What you will do:
Copy every line of the material below word for word, with no changes.

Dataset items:
+++++
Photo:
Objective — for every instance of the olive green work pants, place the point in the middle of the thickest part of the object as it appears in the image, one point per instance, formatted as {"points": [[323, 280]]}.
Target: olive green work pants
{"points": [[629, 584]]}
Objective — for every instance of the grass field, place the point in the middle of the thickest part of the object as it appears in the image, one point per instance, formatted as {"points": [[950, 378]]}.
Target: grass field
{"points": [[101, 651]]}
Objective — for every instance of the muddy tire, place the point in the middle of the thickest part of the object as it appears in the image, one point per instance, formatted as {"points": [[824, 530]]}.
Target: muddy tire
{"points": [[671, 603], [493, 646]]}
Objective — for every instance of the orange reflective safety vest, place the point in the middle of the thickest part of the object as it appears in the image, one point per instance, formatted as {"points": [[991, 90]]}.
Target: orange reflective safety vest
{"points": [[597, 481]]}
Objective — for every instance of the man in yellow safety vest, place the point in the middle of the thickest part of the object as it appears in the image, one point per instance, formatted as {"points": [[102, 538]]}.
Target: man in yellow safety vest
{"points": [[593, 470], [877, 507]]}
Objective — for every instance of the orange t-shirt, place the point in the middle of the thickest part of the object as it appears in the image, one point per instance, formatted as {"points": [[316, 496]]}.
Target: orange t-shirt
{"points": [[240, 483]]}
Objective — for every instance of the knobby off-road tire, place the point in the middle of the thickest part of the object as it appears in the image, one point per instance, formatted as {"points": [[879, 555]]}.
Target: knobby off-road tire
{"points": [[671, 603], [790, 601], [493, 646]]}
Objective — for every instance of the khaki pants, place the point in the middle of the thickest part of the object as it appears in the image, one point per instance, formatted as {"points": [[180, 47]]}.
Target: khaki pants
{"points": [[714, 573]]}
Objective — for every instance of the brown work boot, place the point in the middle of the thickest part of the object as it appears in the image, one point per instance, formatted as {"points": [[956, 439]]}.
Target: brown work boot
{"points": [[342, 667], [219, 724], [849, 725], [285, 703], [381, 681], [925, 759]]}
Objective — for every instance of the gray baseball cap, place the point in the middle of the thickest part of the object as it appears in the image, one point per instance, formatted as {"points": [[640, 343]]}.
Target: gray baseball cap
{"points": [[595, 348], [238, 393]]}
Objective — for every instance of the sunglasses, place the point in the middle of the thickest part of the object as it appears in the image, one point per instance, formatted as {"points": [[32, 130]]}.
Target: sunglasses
+++++
Response to the exercise:
Photo:
Objective — for every instance of the olive green work pants, place the point in the middle of the thickest part of the object as it appears in the image, one point per instance, formatted as {"points": [[323, 280]]}.
Target: olive green work pants
{"points": [[629, 584]]}
Objective — for every instance of the grass field, place the point in the middle of the thickest part of the object as it appears in the image, one point per instance, formatted as {"points": [[950, 378]]}.
Target: grass field
{"points": [[101, 651]]}
Objective — for every instance of the muddy tire, place the point in the middle of the thickest part of the object as it appears in the image, one point per instance, formatted as {"points": [[824, 530]]}.
Target: muddy tire
{"points": [[671, 603], [493, 646]]}
Objective — for every instance of the orange reflective safety vest, place the point in the middle of the thickest part of the object as it appears in the image, one point per instance, formatted as {"points": [[991, 90]]}.
Target: orange reflective safety vest
{"points": [[597, 481]]}
Objective — for every instance of the man in yellow safety vest, place the point in the middle of the thickest part of the object as it appears in the image, one point per instance, formatted as {"points": [[102, 538]]}.
Target: man in yellow safety vest
{"points": [[593, 470], [877, 507]]}
Objective — for every instance of the orange t-shirt, place the point in the middle of the thickest part of the object as it appears in the image, one point per instance, formatted as {"points": [[316, 496]]}.
Target: orange t-shirt
{"points": [[240, 483]]}
Objective — for every instance of the knobby off-road tire, place the point in the middle of the thickest part of the object as it appears in the image, one point per instance, formatted as {"points": [[879, 555]]}.
Target: knobby off-road tire
{"points": [[671, 603], [790, 601], [493, 646]]}
Objective — for every instance of the khaki pants, place the point in the middle of the thickest part of the object as it appears in the image, one point per instance, formatted as {"points": [[180, 47]]}.
Target: khaki pants
{"points": [[714, 573]]}
Objective — for every instance of the brown work boot, place the point in the middle of the thickest part of the object as it appears in the image, one point per instance, formatted as {"points": [[956, 439]]}.
Target: brown work boot
{"points": [[342, 667], [219, 724], [849, 725], [285, 703], [381, 681], [925, 759]]}
Objective — for every instance of the gray baseball cap, place the point in the middle of the thickest part of the object as it appears in the image, one point per instance, formatted as {"points": [[640, 343]]}.
Target: gray baseball cap
{"points": [[595, 348], [238, 393]]}
Objective — for every instance of the sunglasses, place the point in the middle of the thickest part of the object as it appears in the image, one point per instance, formatted as {"points": [[32, 130]]}.
Target: sunglasses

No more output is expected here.